Sutton arrested on drug charges
OKLAHOMA CITY -- Former Oklahoma State basketball coach Sean Sutton was arrested and spent the night in jail for allegedly trying to obtain prescription painkillers from out of state. Authorities said he appeared to be suffering withdrawal symptoms before he was released Friday.
Sutton, 41, was arrested Thursday night, hours after he arrived to pick up a shipment of painkillers under another person's name, said Mark Woodward, a spokesman for the Oklahoma Bureau of Narcotics and Dangerous Drugs.
A probable cause affidavit from bureau Agent Brian Surber said he spoke with Sutton at the jail Friday morning.
"I noticed Sutton's profusely sweating and appearing in discomfort and asked him if he was experiencing withdrawals." Sutton told the agent that "he was feeling symptoms of withdrawal and was going to 'tough it out."
Later in the morning, Surber said, "I learned that Sutton had been vomiting and showing additional symptoms of withdrawal and the jail staff was concerned about his health."
A phone message left for Sutton was not returned Friday. Payne County District Attorney Rob Hudson said Stillwater attorney Trace Morgan was representing Sutton, and Morgan didn't immediately return a phone message left at his office.
Authorities said the package Sutton picked up contained about 40 pills, including the anti-anxiety drug clonazepam, two forms of the stimulant Adderall and an unidentified substance. The affidavit said Sutton told the agent he had obtained the drugs from people he had met while in an inpatient rehabilitation program.
Sutton has not coached since resigning from the Cowboys under pressure in April 2008. He and his father, former Oklahoma State coach Eddie Sutton, attended the Kansas-Texas basketball game in Austin, Texas, on Monday and sat courtside at the Texas Tech-Oklahoma game the following night in Norman.
Sutton succeeded his father as coach of the Cowboys after he stepped down in May 2006 following a drunk driving crash. Eddie Sutton had been treated for alcohol addiction prior to his return to Oklahoma State, his alma mater, and had planned to set up an addiction awareness program at OSU that never materialized.
"We are saddened by this news and our thoughts are with Sean and his family," university spokesman Gary Shutt said in a statement.
Sutton "seemed sober, seemed on the right track" after receiving treatment last year, Woodward said, but authorities received tips in August that Sutton may have been visiting multiple doctors in an attempt to get additional prescription drugs.
◆ ◆ ◆ ◆ ◆
● **WORK TASK**
Set down the portion of the report on Sutton's arrest that begins with the words "Sutton has not" and stops after the words "that never materialized.", reproducing it word for word. The rows that follow are drawn from a separate source unrelated to the report on Sean Sutton's arrest.

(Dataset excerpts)
◆ ◆ ◆ ◆ ◆
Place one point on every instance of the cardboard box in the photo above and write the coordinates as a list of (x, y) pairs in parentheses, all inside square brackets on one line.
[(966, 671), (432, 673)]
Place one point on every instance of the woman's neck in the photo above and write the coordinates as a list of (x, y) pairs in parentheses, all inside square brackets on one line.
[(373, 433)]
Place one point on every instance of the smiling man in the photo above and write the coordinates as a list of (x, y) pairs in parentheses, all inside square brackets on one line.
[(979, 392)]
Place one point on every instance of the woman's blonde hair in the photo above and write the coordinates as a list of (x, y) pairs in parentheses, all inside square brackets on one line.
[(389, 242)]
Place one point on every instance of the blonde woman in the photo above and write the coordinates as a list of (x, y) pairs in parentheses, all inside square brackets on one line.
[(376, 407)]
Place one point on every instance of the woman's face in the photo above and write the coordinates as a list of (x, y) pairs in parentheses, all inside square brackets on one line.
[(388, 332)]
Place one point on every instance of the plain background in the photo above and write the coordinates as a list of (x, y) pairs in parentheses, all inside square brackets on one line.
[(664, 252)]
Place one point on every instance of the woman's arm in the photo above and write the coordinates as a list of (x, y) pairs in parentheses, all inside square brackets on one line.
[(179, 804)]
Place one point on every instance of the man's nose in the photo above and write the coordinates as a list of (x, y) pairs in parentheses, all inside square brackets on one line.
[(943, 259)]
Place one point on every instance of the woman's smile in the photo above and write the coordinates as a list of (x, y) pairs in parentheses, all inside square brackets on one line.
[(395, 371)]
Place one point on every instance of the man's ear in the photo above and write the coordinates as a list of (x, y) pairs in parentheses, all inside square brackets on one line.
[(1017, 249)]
◆ ◆ ◆ ◆ ◆
● **SOLUTION FOR THIS PROBLEM**
Sutton has not coached since resigning from the Cowboys under pressure in April 2008. He and his father, former Oklahoma State coach Eddie Sutton, attended the Kansas-Texas basketball game in Austin, Texas, on Monday and sat courtside at the Texas Tech-Oklahoma game the following night in Norman.
Sutton succeeded his father as coach of the Cowboys after he stepped down in May 2006 following a drunk driving crash. Eddie Sutton had been treated for alcohol addiction prior to his return to Oklahoma State, his alma mater, and had planned to set up an addiction awareness program at OSU that never materialized.